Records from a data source
================

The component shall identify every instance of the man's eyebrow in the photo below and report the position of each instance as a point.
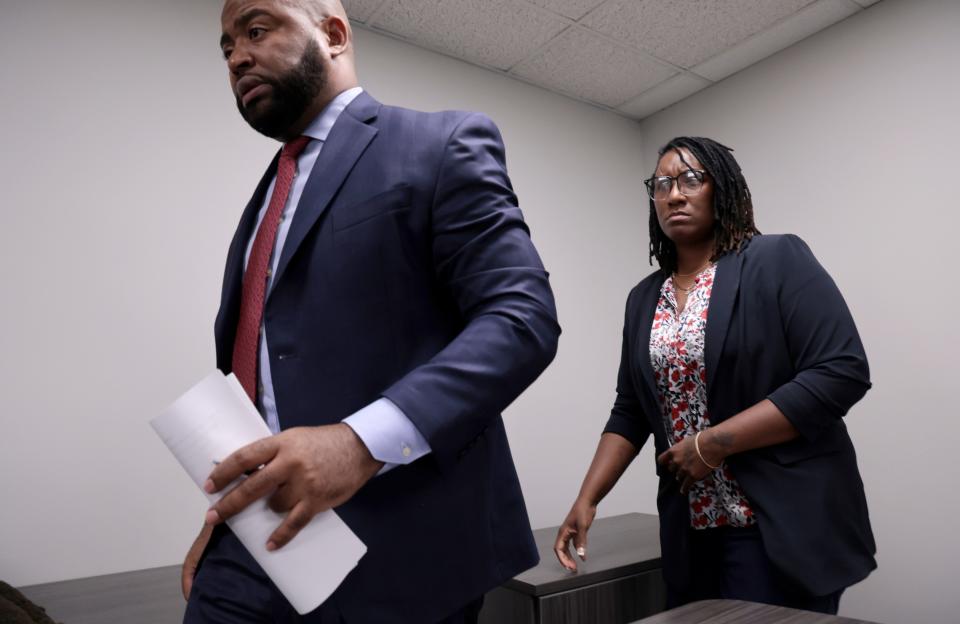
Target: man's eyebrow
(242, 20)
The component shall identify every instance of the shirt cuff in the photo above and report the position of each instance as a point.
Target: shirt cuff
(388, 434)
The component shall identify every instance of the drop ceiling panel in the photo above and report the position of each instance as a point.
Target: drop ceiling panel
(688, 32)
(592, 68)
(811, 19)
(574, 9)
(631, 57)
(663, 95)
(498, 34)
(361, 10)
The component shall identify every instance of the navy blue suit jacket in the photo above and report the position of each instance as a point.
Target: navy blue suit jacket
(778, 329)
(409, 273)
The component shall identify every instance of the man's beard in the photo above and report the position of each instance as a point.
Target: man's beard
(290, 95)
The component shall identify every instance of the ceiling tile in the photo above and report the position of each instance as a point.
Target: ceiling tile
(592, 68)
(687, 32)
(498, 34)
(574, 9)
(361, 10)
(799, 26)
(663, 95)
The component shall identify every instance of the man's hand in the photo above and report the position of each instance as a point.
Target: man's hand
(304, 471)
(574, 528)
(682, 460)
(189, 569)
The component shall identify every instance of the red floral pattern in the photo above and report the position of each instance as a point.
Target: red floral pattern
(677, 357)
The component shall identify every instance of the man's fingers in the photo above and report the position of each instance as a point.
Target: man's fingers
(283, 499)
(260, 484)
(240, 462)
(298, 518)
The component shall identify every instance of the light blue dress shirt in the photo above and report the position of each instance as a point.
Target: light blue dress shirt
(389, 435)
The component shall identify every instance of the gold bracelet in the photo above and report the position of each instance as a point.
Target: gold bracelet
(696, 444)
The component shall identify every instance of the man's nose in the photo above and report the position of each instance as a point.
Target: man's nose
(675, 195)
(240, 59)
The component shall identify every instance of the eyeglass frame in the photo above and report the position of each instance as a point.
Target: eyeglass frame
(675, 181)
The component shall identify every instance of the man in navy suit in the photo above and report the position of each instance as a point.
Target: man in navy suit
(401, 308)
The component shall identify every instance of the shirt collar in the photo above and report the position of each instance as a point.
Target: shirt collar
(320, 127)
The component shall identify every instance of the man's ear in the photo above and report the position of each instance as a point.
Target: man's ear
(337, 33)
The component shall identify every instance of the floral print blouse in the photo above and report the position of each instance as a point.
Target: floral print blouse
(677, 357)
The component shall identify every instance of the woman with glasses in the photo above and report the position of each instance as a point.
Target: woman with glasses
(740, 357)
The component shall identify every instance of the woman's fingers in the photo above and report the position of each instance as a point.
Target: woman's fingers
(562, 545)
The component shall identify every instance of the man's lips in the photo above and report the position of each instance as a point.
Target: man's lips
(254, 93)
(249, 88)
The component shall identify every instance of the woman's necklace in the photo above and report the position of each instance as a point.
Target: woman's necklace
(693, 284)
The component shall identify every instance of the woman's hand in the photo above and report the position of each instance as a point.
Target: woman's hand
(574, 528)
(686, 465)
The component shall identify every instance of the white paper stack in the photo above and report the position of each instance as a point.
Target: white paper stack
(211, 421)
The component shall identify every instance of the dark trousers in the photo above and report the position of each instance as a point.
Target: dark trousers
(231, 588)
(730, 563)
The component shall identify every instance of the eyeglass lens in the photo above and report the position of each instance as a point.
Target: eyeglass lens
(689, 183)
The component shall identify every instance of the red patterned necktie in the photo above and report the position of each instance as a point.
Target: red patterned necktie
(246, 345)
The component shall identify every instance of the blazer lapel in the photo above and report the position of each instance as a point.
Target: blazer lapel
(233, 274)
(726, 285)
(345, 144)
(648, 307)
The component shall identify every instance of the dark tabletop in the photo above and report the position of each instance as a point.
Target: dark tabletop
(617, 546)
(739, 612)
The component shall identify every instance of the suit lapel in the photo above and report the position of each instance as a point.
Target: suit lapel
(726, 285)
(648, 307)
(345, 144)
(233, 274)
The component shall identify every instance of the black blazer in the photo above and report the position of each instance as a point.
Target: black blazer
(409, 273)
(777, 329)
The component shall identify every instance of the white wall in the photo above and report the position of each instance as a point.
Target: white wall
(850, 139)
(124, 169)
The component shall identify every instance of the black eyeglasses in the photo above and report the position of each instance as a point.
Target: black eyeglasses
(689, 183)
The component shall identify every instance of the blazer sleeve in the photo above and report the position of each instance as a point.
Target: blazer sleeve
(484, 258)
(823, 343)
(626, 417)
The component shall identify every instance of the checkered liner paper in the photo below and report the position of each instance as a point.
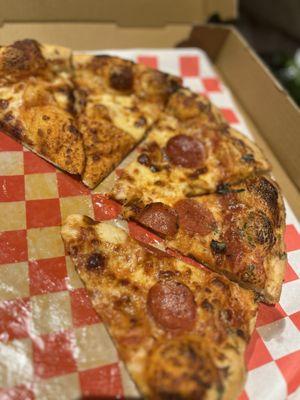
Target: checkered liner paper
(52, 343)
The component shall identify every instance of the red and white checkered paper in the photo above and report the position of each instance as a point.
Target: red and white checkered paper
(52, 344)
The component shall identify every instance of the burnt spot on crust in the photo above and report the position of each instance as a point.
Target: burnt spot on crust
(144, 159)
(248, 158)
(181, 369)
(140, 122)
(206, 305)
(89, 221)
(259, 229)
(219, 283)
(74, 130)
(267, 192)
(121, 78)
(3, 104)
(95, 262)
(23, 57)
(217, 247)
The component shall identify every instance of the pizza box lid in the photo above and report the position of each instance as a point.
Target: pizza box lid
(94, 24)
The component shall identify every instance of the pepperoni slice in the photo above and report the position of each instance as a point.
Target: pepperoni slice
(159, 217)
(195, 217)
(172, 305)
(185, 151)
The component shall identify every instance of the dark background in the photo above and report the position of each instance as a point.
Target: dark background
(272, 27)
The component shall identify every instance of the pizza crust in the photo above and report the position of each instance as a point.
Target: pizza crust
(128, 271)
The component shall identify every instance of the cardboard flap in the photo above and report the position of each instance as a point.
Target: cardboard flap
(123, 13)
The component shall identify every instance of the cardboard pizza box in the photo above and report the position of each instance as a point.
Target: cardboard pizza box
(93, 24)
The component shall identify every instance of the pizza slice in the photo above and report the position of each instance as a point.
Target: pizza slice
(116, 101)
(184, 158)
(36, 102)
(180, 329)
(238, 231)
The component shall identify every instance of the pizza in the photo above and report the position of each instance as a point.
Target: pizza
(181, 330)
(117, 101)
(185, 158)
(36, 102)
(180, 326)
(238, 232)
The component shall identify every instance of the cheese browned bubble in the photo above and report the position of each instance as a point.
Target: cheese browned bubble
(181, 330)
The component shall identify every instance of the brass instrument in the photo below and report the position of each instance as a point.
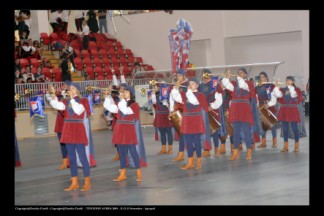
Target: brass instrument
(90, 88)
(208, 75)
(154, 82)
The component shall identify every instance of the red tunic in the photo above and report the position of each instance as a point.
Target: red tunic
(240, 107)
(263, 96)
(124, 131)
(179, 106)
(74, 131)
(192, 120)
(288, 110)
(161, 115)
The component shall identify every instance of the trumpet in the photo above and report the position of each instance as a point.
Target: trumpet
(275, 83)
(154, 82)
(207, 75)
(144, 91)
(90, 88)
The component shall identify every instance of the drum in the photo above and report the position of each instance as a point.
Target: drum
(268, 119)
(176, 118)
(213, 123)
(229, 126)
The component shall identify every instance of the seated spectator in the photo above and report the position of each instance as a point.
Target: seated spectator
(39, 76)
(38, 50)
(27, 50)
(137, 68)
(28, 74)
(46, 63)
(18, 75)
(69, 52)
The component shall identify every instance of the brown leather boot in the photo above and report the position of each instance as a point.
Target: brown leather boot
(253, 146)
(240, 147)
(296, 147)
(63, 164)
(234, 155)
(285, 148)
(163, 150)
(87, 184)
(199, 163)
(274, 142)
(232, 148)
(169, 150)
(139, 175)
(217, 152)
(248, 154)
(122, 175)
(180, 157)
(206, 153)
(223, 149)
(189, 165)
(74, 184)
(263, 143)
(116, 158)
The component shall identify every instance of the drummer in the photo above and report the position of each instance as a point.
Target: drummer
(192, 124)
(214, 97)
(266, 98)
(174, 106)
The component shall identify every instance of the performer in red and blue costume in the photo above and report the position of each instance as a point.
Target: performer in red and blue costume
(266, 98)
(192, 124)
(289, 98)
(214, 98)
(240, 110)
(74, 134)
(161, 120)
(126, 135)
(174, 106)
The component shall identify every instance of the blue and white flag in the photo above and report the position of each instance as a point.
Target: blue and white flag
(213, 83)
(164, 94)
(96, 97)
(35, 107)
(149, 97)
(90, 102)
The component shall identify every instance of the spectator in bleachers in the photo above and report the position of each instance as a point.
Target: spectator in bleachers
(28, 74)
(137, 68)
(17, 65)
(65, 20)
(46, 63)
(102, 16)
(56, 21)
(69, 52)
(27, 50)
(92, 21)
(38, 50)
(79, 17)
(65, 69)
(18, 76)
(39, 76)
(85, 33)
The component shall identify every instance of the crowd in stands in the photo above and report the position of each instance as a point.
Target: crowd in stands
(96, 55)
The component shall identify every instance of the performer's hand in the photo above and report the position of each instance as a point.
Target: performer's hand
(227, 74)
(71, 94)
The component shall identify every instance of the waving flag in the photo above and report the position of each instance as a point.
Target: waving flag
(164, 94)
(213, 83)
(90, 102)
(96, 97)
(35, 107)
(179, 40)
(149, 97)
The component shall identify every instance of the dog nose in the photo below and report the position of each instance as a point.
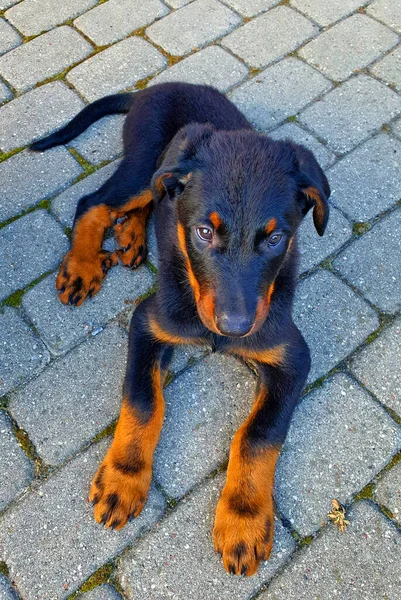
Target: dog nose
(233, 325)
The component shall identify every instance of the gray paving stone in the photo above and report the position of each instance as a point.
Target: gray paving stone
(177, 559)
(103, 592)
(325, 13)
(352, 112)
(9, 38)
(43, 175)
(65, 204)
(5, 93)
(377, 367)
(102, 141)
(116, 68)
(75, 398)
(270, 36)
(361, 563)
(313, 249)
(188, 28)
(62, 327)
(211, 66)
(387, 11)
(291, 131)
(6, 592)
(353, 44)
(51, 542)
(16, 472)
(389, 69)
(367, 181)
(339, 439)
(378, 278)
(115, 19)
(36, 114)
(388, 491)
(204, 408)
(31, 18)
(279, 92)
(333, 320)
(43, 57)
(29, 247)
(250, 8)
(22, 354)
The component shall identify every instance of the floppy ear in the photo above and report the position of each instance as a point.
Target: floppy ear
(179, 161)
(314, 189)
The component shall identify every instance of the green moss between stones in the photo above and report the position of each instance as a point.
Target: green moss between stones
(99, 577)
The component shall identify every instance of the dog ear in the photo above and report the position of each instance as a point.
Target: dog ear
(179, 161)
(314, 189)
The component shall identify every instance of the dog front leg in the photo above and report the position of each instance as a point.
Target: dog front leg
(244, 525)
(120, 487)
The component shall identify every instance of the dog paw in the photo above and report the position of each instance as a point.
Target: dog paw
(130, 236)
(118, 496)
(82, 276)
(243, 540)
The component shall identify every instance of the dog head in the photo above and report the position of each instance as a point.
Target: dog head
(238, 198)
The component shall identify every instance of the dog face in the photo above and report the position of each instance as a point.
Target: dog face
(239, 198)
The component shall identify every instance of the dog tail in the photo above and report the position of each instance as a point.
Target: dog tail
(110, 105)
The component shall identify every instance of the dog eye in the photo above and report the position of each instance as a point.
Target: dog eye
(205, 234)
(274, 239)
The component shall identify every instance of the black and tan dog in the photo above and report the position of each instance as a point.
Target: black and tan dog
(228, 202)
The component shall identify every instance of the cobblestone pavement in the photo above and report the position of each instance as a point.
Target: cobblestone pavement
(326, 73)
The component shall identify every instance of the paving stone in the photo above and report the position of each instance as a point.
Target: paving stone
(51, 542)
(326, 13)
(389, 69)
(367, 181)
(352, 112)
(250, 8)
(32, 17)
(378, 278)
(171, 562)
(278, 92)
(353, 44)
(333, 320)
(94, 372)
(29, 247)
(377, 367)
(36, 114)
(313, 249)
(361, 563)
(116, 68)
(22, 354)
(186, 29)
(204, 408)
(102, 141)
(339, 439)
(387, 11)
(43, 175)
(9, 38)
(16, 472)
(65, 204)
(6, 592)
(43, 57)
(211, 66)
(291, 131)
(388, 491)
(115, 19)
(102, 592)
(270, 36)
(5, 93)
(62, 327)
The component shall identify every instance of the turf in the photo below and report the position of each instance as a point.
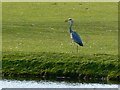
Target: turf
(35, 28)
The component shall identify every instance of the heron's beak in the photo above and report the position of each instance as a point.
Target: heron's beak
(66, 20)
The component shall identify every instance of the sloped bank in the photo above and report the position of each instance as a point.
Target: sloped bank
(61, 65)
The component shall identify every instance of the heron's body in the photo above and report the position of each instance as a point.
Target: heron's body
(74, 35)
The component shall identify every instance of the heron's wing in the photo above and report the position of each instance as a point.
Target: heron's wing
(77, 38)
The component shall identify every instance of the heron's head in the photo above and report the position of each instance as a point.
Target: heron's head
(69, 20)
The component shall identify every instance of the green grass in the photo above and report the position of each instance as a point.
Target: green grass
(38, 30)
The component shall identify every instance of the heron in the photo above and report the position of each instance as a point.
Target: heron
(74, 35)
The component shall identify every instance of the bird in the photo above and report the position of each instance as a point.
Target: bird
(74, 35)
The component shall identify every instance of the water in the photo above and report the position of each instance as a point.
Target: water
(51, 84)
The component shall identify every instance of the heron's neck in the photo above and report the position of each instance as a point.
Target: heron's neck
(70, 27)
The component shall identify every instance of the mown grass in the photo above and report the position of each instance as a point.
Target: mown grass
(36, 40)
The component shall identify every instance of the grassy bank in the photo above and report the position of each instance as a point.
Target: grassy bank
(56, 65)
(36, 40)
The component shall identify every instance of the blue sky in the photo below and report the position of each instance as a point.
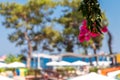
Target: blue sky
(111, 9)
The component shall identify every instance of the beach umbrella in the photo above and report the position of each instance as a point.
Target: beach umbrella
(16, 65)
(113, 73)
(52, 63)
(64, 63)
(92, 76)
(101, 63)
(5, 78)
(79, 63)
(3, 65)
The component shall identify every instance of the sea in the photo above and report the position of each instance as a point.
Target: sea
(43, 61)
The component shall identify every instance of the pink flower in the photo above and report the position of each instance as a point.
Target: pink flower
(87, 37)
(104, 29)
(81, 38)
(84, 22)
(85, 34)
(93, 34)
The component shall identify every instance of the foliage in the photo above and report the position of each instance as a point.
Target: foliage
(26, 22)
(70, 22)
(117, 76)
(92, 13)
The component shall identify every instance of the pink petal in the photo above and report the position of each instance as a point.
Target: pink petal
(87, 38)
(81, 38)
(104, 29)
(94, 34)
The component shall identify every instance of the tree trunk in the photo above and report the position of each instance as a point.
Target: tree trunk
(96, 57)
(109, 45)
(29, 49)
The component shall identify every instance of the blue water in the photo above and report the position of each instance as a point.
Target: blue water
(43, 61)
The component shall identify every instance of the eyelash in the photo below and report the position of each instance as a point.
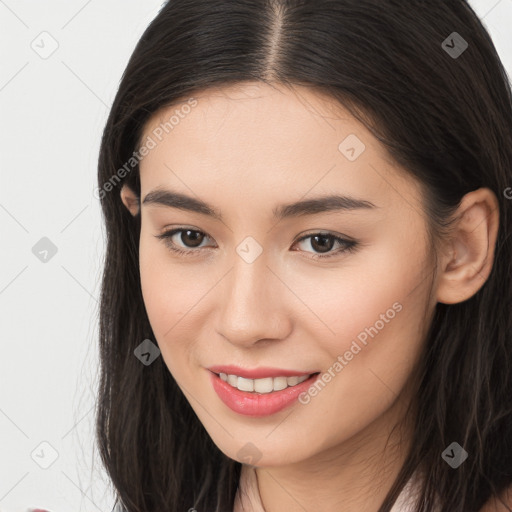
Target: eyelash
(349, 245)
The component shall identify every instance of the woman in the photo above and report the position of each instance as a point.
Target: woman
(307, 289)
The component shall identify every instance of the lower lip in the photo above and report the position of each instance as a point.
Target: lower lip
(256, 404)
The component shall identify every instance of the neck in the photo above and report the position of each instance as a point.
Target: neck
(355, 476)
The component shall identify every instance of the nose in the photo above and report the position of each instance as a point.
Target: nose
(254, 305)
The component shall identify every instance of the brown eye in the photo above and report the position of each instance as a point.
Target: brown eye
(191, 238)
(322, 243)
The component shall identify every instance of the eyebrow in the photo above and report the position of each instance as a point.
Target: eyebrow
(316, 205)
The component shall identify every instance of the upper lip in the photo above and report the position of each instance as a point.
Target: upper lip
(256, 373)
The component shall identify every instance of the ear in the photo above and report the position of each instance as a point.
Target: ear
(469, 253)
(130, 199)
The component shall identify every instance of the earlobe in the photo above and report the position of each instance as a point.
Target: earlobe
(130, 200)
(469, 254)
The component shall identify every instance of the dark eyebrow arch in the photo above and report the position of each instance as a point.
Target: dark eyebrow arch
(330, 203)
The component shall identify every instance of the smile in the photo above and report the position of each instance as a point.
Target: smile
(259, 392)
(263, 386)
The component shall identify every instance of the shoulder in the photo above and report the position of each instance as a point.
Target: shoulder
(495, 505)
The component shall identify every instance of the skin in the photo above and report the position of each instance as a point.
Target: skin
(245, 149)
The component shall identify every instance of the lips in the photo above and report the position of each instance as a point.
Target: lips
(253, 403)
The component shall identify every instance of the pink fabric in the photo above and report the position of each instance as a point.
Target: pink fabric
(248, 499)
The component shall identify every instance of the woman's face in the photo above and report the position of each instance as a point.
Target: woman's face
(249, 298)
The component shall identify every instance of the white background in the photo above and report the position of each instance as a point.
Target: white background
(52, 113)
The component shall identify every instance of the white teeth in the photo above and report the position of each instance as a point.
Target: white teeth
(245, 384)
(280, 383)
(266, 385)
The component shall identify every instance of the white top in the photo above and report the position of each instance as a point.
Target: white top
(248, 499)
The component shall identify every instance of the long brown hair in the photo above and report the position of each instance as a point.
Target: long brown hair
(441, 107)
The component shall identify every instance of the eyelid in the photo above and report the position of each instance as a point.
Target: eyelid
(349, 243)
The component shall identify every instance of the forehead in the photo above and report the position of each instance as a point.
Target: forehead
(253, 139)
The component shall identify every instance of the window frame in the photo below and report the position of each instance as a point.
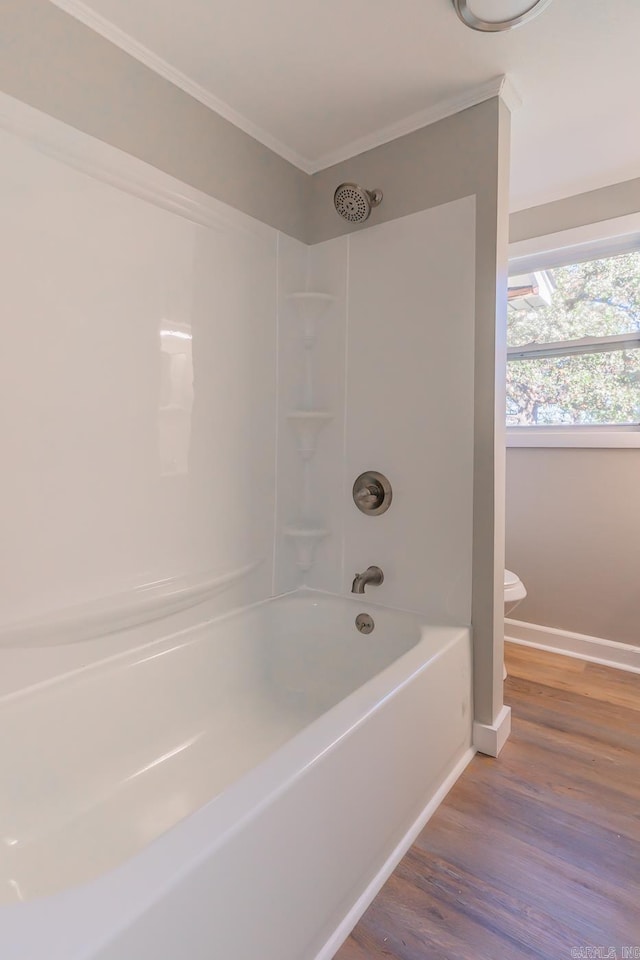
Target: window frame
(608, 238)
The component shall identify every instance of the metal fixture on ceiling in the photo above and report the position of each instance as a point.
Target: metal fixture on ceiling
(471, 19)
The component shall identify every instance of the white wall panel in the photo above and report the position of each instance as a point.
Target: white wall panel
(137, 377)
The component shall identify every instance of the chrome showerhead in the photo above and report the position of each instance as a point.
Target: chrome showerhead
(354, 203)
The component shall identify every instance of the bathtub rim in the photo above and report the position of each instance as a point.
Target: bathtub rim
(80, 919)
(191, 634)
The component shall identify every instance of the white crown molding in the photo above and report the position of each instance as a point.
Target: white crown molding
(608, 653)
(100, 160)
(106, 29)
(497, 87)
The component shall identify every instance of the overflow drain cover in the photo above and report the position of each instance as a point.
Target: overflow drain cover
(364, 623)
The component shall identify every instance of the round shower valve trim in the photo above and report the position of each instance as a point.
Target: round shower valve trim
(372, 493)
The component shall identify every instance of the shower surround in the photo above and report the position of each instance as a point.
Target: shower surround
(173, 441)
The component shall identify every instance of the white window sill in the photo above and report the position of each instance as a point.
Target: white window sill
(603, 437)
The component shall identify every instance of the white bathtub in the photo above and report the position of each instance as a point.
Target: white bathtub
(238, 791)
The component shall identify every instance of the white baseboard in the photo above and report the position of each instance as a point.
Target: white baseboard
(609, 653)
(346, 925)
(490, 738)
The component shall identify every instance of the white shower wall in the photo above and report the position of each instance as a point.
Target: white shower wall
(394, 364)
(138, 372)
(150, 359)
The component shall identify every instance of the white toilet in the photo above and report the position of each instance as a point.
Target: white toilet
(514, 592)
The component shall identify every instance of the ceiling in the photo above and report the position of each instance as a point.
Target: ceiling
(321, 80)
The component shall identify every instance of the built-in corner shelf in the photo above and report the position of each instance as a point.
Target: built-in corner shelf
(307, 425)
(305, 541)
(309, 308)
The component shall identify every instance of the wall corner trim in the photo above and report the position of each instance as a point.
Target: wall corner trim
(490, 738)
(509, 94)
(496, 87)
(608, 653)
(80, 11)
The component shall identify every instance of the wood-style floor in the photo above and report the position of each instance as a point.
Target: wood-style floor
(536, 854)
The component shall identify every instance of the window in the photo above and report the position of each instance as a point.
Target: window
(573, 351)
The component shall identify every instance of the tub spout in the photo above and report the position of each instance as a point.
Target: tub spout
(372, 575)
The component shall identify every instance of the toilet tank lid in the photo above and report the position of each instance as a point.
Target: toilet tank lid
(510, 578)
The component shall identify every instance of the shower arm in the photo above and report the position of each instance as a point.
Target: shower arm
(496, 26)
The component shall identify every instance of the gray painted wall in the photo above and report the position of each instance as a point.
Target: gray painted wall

================

Requirements:
Starting with the line that contains "the white baseboard", return each line through the last one of the data above, exactly as written and nothing more.

Task result:
The component shall identify every instance of the white baseboard in the photo above and report the position of each instance as a point.
Target: white baseboard
(609, 653)
(346, 925)
(490, 738)
The component shall identify every instance of the white shower wall in the photo above and report the position of each instance as a point.
Target: white shower wall
(394, 364)
(138, 372)
(150, 359)
The component shall identify every instance of the white toilet in the photo above and report the position of each instance as a point.
Target: white toilet
(514, 592)
The component shall identify every instance of the ceiling in the photo above and report the position of each instance as a point.
Target: ceiling
(321, 80)
The component shall identify every instance of the built-in corner shelf in the photo above and report the position of each instance as a point.
Target: built-in corner shelf
(307, 425)
(305, 541)
(309, 308)
The component shall identify every instance of the wall corner trim in the photo above and report the position of each instance as a point.
Target: wall corner trim
(490, 738)
(509, 94)
(496, 87)
(608, 653)
(80, 11)
The component shall identify every instance of the wood-style floor in the photo above and report the position of each instance as a point.
Target: wood-style floor
(536, 854)
The component shall identify every instance of the window in the photo above and report the position of each instance as a point.
Target: window
(573, 351)
The component shall identify every instance of the tub spout in the photo above and report the position of each instance as a point.
Target: tub spout
(372, 575)
The component shall identify every instance of the toilet tank lid in the photo above and report the position of each instance as a point.
Target: toilet tank lid
(510, 578)
The component shall identify every instance of the shower arm in the photo above and report the position of each instance as a point.
Target: shower arm
(496, 26)
The component shall identify every instance of the gray painted wall in the photo above and report the position of each instance as a point.
Target: gray painted wall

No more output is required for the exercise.